### Input material:
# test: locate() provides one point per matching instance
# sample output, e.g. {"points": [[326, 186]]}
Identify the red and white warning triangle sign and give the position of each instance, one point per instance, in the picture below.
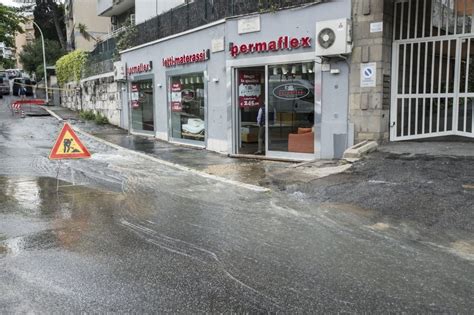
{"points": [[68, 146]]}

---

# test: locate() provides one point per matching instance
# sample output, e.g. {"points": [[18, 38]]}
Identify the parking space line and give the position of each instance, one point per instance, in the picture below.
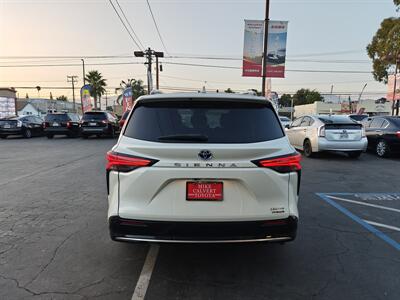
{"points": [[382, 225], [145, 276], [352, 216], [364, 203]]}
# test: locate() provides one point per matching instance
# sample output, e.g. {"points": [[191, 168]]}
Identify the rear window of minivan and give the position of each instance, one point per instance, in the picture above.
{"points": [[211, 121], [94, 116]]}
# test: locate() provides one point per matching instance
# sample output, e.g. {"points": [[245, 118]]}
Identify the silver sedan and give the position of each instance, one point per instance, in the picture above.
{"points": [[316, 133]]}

### What the task requires:
Work through the entries, filtering for the string "sample", and copy each line that holds it.

### Exercise result:
# sample output, e.g. {"points": [[326, 186]]}
# sample output, e.g. {"points": [[18, 38]]}
# sample output, e.g. {"points": [[191, 168]]}
# sample output, e.g. {"points": [[245, 118]]}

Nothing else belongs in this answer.